Aim — All of the records below must be output exactly, with no pictures carried over.

Image location labeling entries
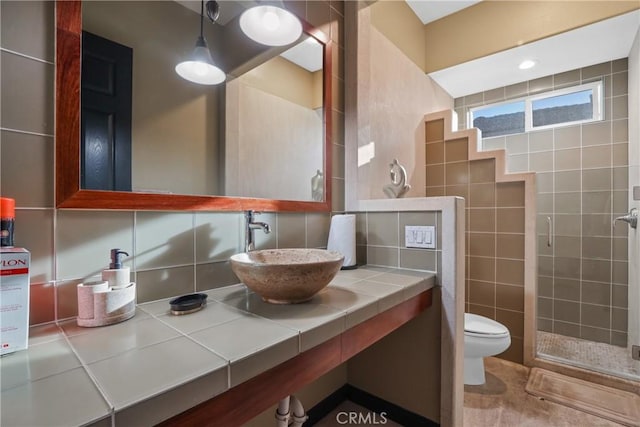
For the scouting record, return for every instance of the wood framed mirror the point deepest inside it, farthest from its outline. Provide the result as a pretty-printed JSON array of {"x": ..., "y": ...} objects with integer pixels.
[{"x": 69, "y": 192}]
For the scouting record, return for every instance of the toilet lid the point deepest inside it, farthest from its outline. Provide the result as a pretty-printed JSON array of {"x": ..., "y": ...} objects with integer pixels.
[{"x": 483, "y": 325}]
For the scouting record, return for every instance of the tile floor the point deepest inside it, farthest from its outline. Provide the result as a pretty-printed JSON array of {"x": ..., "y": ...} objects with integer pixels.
[
  {"x": 502, "y": 401},
  {"x": 597, "y": 356}
]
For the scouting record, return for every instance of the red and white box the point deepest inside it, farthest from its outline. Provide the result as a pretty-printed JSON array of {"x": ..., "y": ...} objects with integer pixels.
[{"x": 14, "y": 299}]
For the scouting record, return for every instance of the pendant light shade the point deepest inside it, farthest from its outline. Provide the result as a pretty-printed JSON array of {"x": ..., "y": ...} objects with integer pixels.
[
  {"x": 270, "y": 25},
  {"x": 199, "y": 68}
]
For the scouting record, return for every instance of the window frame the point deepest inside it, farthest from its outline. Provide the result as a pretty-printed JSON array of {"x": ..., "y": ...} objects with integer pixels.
[{"x": 596, "y": 88}]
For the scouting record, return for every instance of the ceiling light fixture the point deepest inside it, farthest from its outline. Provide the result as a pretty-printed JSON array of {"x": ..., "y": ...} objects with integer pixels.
[
  {"x": 526, "y": 64},
  {"x": 199, "y": 68},
  {"x": 271, "y": 24}
]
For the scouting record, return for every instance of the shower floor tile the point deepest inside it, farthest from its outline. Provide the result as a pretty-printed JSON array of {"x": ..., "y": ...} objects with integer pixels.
[{"x": 601, "y": 357}]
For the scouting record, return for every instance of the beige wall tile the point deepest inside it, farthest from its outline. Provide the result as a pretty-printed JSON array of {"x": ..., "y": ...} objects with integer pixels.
[
  {"x": 541, "y": 162},
  {"x": 566, "y": 246},
  {"x": 291, "y": 230},
  {"x": 594, "y": 334},
  {"x": 164, "y": 239},
  {"x": 482, "y": 220},
  {"x": 25, "y": 84},
  {"x": 38, "y": 17},
  {"x": 567, "y": 159},
  {"x": 510, "y": 271},
  {"x": 567, "y": 267},
  {"x": 418, "y": 259},
  {"x": 620, "y": 154},
  {"x": 377, "y": 255},
  {"x": 41, "y": 303},
  {"x": 482, "y": 171},
  {"x": 84, "y": 240},
  {"x": 513, "y": 320},
  {"x": 596, "y": 293},
  {"x": 568, "y": 329},
  {"x": 510, "y": 246},
  {"x": 596, "y": 179},
  {"x": 482, "y": 293},
  {"x": 318, "y": 229},
  {"x": 435, "y": 153},
  {"x": 434, "y": 131},
  {"x": 517, "y": 143},
  {"x": 34, "y": 231},
  {"x": 596, "y": 270},
  {"x": 596, "y": 133},
  {"x": 518, "y": 163},
  {"x": 214, "y": 275},
  {"x": 510, "y": 220},
  {"x": 435, "y": 175},
  {"x": 218, "y": 235},
  {"x": 456, "y": 150},
  {"x": 482, "y": 195},
  {"x": 567, "y": 78},
  {"x": 164, "y": 283},
  {"x": 567, "y": 203},
  {"x": 541, "y": 84},
  {"x": 456, "y": 173},
  {"x": 541, "y": 140},
  {"x": 620, "y": 129},
  {"x": 567, "y": 137},
  {"x": 483, "y": 269},
  {"x": 510, "y": 297},
  {"x": 482, "y": 244},
  {"x": 566, "y": 289},
  {"x": 596, "y": 70},
  {"x": 27, "y": 178}
]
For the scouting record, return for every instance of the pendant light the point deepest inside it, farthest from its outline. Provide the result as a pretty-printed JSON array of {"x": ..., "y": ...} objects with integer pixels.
[
  {"x": 271, "y": 24},
  {"x": 199, "y": 68}
]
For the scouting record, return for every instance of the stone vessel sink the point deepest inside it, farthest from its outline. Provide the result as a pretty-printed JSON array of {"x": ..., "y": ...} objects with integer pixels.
[{"x": 286, "y": 276}]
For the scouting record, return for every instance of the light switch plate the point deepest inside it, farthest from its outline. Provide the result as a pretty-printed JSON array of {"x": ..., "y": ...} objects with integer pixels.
[{"x": 420, "y": 236}]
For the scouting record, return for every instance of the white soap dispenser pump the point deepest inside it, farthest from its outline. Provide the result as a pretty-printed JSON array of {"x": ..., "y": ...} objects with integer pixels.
[{"x": 119, "y": 277}]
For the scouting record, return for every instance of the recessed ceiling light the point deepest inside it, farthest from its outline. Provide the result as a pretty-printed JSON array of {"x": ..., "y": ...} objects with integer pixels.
[{"x": 526, "y": 64}]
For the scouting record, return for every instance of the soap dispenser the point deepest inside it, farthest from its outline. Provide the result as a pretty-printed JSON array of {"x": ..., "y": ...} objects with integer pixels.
[{"x": 118, "y": 276}]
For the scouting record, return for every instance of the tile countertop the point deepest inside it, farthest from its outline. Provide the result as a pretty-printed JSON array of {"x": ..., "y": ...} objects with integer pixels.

Finished answer —
For the scouting record, return for every instance of the wood framed mirror the point deepest inside it, farthest from its outline. Provide the result as a pretty-printed JSON array of {"x": ..., "y": ...} objects with integer pixels.
[{"x": 69, "y": 192}]
For the scouting record, return for every instance of the toilet lid the point deepest inside it, farthest from its outline. Provide the result as a pretty-printed JSON array of {"x": ..., "y": ...} objects with integer pixels.
[{"x": 483, "y": 325}]
For the scouting record, return for every instance of the tile floor the point deepest inside it, farthest from its outline. Provide the result as a pretty-printed JSON array of {"x": ..., "y": ...} objects with integer pixels.
[
  {"x": 502, "y": 401},
  {"x": 597, "y": 356}
]
For the scouting record, return for every instance of the red and white box the point deepest inside it, farthest from its outline. Provide the result as a pretty-printed JSON array of {"x": ..., "y": ...} objects with integer pixels.
[{"x": 14, "y": 299}]
For the scouting record, return for every instance of the pendant light shade the point deepest inside it, farthest from its outline. Provide the result as a pretty-printed JSON array of {"x": ..., "y": ...} objects with integer pixels.
[
  {"x": 270, "y": 25},
  {"x": 199, "y": 68}
]
For the scouting record, return for every instance of the window frame the point deepest inside it, farthest from its outline. Provide the result as a pretty-printed JSON array of {"x": ..., "y": ...} objects with integer pixels.
[{"x": 596, "y": 88}]
For the scouting record, return for every instance of the ceiling light fixture the point deepest inside it, farthest from its outline. Provide the result as a pretty-printed JSON array of {"x": ..., "y": ...} objects with integer pixels.
[
  {"x": 526, "y": 64},
  {"x": 199, "y": 68},
  {"x": 271, "y": 24}
]
For the scouting record, return for every instance of the shower floor tile the point deepest inside it, farthest from its outline. Provide the result as a pretty-printed JSON array of {"x": ..., "y": ...} objects with integer pixels.
[{"x": 601, "y": 357}]
For the scouting record, return for every instance of the beige wall tile the point deepest inside it, farthest from its outline. Provide the result as a pretty-printed JSON array of {"x": ..., "y": ...} objects with integer pixels.
[
  {"x": 541, "y": 162},
  {"x": 566, "y": 246},
  {"x": 291, "y": 230},
  {"x": 594, "y": 334},
  {"x": 164, "y": 239},
  {"x": 482, "y": 220},
  {"x": 25, "y": 84},
  {"x": 38, "y": 17},
  {"x": 567, "y": 159},
  {"x": 510, "y": 271},
  {"x": 567, "y": 267},
  {"x": 418, "y": 259},
  {"x": 620, "y": 154},
  {"x": 377, "y": 255},
  {"x": 41, "y": 303},
  {"x": 482, "y": 171},
  {"x": 84, "y": 240},
  {"x": 513, "y": 320},
  {"x": 596, "y": 293},
  {"x": 568, "y": 329},
  {"x": 510, "y": 246},
  {"x": 596, "y": 179},
  {"x": 482, "y": 293},
  {"x": 318, "y": 229},
  {"x": 435, "y": 153},
  {"x": 434, "y": 131},
  {"x": 517, "y": 143},
  {"x": 34, "y": 231},
  {"x": 596, "y": 270},
  {"x": 596, "y": 133},
  {"x": 518, "y": 163},
  {"x": 214, "y": 275},
  {"x": 510, "y": 220},
  {"x": 435, "y": 175},
  {"x": 218, "y": 235},
  {"x": 456, "y": 150},
  {"x": 482, "y": 195},
  {"x": 567, "y": 78},
  {"x": 164, "y": 283},
  {"x": 567, "y": 203},
  {"x": 541, "y": 84},
  {"x": 456, "y": 173},
  {"x": 541, "y": 140},
  {"x": 620, "y": 129},
  {"x": 567, "y": 137},
  {"x": 483, "y": 269},
  {"x": 510, "y": 297},
  {"x": 482, "y": 244},
  {"x": 566, "y": 289},
  {"x": 596, "y": 70},
  {"x": 27, "y": 178}
]
For the scouting record, return for every instance of the pendant light the point deepest inside it, farthest from its outline. Provide the result as a pretty-printed JSON array of {"x": ..., "y": ...} objects with integer pixels.
[
  {"x": 271, "y": 24},
  {"x": 199, "y": 68}
]
For the scouting record, return for every instance of the stone vessel sink the point deepest inside it, farthest from its outline. Provide the result as a pretty-printed JSON array of {"x": ..., "y": ...} objects with integer pixels.
[{"x": 286, "y": 276}]
For the scouting record, return for every instance of the light switch plate the point deepest inside it, farthest from its outline. Provide the result as a pretty-printed JSON array of {"x": ..., "y": ...} objects with integer pixels.
[{"x": 420, "y": 236}]
For the scouting record, return for every instance of the white soap dispenser pump the point deepest inside it, farthest from its outline. Provide the result as a pretty-printed JSON array of {"x": ..., "y": ...} objects with integer pixels.
[{"x": 119, "y": 277}]
For the scouting record, return for every instance of the recessed ceiling light the point deepest inside it, farthest from its outline. Provide the result as a pretty-printed JSON array of {"x": ..., "y": ...} objects with integer pixels.
[{"x": 526, "y": 64}]
For the scouting record, return for every instance of the soap dispenser the point deepest inside it, farthest from its outline. Provide the result as a pretty-printed JSON array of {"x": ..., "y": ...} objects with integer pixels.
[{"x": 118, "y": 276}]
For the scouting record, return for every instance of the tile countertop the point deepest inside it, farthest from its outline. Provide the result as a pretty-printed JSON array of {"x": ..., "y": ...} objects with integer pixels.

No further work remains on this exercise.